Excerpted text:
# James Doohan ("Scotty") has passed away!!!



## Guro Harold (Jul 20, 2005)

http://news.yahoo.com/s/ap/20050720/ap_on_en_tv/obit_doohan

.


----------



## Shodan (Jul 20, 2005)

Beamed up to a better place.

  . :asian:


----------



## Bammx2 (Jul 20, 2005)

Ya think bones is still giving him a hard time about having his "atoms scattered across the universe"?!

 God Bless, Mr.Doohan.
 you will missed and remembered for many generations to come.

 Salute!



 :asian:


----------



## Lisa (Jul 20, 2005)

Shodan said:
			
		

> Beamed up to a better place.
> 
> . :asian:


 Amen.

 .:asian:


----------



## lulflo (Jul 20, 2005)

Thanks for that, appears to be a nice guy


----------



## Bob Hubbard (Jul 20, 2005)

Rest ye well sir, thank you for all that you've done.


----------



## OUMoose (Jul 20, 2005)

.  :asian:


----------



## TigerWoman (Jul 20, 2005)

. :asian:


----------



## arnisador (Jul 20, 2005)

.


----------



## shesulsa (Jul 20, 2005)

I had the extreme pleasure of meeting and talking with Mr. Doohan at a rally for (of all people) Jerry Brown for President.  Warm, friendly man - that was almost 15 years ago.

 Rest well, sir, until we meet and chat again. 

 .:asian:


----------



## michaeledward (Jul 20, 2005)

Kirk - Mr. Scott, you old Space dog, how have you been? 

Scott - I've had a wee bout, sir, but Doctor McCoy pulled me through.

Kirk - A wee bout? Mr Scott.

McCoy - Shore leave, captian.

:asian:

Kirk - Mr. Scott, have you always multiplied your repair times by a factor of four?

Scott - Of course, Captian. How else could I maintain my reputation as a miracle worker. 

:asian:

Scott - I cannot change the laws of physics.

:asian:

Scott - I beamed them over to the Klingons. Where they'll be no Tribble at all. 

:asian:

Scott - They called the Enterprise a garbage scow!

:asian:


----------



## hardheadjarhead (Jul 20, 2005)

I don't know how many times people said to ME, "Scotty, beam me up!"

A great character actor...and a man who, along with others of that crew, earned lasting fame and a place in our popular culture.




Regards,


Steve


----------



## CanuckMA (Jul 20, 2005)

A wonderfull man and a true hero.

Excerpted records:
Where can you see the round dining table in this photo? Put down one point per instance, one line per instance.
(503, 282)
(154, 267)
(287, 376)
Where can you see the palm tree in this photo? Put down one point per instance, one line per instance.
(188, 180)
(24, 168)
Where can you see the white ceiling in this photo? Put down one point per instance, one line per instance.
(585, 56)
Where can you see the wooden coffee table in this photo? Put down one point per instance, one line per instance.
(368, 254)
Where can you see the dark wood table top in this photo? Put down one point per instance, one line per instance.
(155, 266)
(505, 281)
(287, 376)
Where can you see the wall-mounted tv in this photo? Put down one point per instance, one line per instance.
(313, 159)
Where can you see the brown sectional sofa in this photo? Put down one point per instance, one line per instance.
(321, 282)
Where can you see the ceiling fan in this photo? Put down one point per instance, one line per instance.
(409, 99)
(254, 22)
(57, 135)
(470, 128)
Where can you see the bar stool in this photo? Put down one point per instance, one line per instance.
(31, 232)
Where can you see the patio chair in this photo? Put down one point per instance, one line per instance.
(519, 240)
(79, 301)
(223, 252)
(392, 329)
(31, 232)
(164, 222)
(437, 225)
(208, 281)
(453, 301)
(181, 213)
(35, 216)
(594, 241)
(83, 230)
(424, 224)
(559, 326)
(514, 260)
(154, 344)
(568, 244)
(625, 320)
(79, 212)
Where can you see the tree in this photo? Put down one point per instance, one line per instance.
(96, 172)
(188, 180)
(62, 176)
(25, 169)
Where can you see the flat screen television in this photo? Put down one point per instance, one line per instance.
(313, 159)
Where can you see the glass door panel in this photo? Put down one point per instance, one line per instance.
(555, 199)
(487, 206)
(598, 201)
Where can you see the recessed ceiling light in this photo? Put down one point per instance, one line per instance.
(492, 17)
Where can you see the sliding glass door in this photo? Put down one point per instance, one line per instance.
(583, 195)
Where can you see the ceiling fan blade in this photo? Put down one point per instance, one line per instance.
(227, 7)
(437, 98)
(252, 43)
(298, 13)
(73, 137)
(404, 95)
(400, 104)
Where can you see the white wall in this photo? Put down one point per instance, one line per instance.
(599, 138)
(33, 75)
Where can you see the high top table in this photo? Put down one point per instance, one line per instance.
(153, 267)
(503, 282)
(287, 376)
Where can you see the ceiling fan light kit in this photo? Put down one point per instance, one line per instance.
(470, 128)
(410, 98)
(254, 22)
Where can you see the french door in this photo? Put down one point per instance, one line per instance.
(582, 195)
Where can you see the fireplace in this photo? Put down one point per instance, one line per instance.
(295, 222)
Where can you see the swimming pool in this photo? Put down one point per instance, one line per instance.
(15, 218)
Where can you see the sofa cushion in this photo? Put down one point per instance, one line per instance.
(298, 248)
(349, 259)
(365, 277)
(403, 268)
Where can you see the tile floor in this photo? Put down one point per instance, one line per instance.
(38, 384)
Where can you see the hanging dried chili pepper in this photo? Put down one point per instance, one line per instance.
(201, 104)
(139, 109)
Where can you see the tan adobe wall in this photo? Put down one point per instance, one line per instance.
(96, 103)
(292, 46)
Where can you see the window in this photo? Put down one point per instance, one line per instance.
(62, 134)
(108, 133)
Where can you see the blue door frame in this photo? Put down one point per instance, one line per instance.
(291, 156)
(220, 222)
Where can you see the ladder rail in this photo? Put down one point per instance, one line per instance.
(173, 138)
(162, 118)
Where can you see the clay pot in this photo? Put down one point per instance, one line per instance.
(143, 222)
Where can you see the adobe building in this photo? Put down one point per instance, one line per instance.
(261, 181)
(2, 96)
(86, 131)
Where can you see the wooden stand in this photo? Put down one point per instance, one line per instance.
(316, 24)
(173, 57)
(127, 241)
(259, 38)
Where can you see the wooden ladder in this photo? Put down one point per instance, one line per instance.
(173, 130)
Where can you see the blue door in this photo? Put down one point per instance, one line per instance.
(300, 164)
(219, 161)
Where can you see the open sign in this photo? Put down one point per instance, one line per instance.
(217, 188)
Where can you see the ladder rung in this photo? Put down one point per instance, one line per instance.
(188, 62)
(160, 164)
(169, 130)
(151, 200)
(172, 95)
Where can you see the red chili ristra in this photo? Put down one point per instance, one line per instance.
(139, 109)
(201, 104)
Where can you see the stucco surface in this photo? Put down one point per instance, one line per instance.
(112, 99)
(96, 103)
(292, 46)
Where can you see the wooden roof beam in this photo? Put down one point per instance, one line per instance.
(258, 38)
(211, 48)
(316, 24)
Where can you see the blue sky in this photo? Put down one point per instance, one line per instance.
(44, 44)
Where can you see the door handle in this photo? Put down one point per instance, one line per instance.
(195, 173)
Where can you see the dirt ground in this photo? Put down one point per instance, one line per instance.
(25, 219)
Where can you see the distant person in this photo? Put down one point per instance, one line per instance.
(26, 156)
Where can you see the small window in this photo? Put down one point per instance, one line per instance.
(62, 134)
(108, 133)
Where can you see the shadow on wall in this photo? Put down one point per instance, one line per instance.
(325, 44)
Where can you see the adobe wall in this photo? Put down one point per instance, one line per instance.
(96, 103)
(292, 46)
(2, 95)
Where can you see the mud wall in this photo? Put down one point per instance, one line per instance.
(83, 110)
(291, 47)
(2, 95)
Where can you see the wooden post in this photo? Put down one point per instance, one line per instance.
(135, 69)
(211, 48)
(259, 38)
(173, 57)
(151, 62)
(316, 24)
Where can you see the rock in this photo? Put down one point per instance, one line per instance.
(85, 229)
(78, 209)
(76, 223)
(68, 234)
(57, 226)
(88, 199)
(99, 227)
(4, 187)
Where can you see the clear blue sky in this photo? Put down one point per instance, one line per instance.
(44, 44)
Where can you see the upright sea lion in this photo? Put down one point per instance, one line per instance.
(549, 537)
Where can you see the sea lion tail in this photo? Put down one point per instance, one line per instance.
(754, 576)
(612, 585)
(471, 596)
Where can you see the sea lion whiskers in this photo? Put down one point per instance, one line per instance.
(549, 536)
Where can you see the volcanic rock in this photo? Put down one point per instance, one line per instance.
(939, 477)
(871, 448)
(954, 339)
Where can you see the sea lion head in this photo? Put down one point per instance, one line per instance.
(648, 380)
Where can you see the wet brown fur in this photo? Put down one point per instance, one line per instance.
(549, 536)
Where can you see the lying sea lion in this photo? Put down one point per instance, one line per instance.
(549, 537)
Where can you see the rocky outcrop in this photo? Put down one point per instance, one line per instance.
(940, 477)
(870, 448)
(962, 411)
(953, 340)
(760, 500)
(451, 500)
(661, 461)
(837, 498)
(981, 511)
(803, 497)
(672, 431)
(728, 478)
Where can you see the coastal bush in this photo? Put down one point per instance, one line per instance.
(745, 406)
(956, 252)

Your instructions:
In the forum thread about James Doohan's death, for whose presidential campaign was the rally where shesulsa met him?

Written answer:
Jerry Brown's.